(Stored data)
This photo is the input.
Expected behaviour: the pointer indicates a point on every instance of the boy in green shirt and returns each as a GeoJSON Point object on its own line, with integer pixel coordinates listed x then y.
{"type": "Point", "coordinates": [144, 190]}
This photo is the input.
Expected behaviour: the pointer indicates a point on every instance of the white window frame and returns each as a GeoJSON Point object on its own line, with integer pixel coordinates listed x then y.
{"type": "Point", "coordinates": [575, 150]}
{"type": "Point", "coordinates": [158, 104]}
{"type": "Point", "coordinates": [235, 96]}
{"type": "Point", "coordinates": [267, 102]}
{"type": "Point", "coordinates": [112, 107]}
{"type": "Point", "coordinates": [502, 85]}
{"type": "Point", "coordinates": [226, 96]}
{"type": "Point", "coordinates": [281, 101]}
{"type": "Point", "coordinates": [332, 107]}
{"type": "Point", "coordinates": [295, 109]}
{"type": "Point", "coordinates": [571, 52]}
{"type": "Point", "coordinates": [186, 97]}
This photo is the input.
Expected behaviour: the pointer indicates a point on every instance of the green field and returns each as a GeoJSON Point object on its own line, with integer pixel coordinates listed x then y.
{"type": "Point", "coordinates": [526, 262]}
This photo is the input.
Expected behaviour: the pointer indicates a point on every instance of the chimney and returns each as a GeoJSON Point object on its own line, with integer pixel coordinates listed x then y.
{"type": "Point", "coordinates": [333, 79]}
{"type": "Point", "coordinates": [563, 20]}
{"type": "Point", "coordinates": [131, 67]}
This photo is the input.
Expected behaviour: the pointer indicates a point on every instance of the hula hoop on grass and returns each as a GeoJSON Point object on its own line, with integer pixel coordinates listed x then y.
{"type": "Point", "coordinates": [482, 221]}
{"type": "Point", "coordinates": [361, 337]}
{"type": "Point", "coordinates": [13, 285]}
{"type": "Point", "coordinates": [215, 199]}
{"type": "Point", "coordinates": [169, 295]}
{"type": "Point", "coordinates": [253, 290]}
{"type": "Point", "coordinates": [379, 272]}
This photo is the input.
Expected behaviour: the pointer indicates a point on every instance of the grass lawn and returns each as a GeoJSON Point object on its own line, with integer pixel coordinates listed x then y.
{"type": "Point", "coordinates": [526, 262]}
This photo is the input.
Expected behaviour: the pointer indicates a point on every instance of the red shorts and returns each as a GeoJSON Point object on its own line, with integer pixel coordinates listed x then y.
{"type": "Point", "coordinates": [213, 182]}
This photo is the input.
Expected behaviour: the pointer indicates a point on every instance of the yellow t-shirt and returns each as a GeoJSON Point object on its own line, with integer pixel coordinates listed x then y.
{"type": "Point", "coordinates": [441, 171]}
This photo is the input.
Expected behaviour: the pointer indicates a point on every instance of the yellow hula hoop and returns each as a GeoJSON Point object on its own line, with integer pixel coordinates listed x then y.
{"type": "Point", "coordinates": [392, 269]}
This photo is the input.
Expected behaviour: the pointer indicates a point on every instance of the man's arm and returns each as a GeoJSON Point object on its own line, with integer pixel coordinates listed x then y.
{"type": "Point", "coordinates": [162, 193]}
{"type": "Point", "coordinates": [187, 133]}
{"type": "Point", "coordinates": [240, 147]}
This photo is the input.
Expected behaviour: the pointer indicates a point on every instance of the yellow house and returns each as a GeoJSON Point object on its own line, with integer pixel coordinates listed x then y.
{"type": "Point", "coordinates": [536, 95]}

→ **Exercise goal**
Pull out each line of the records that contains the string "green". Case counts.

→ **Exercise result**
Expected behaviour: the pointer indicates a point on every instance of the boy in green shirt and returns each as a GeoJSON Point object on its own line, with integer pixel coordinates listed x then y.
Expected behaviour: the pointer indicates a point on every instance of the green field and returns each as a GeoJSON Point object on its own line, with integer pixel coordinates listed x then y.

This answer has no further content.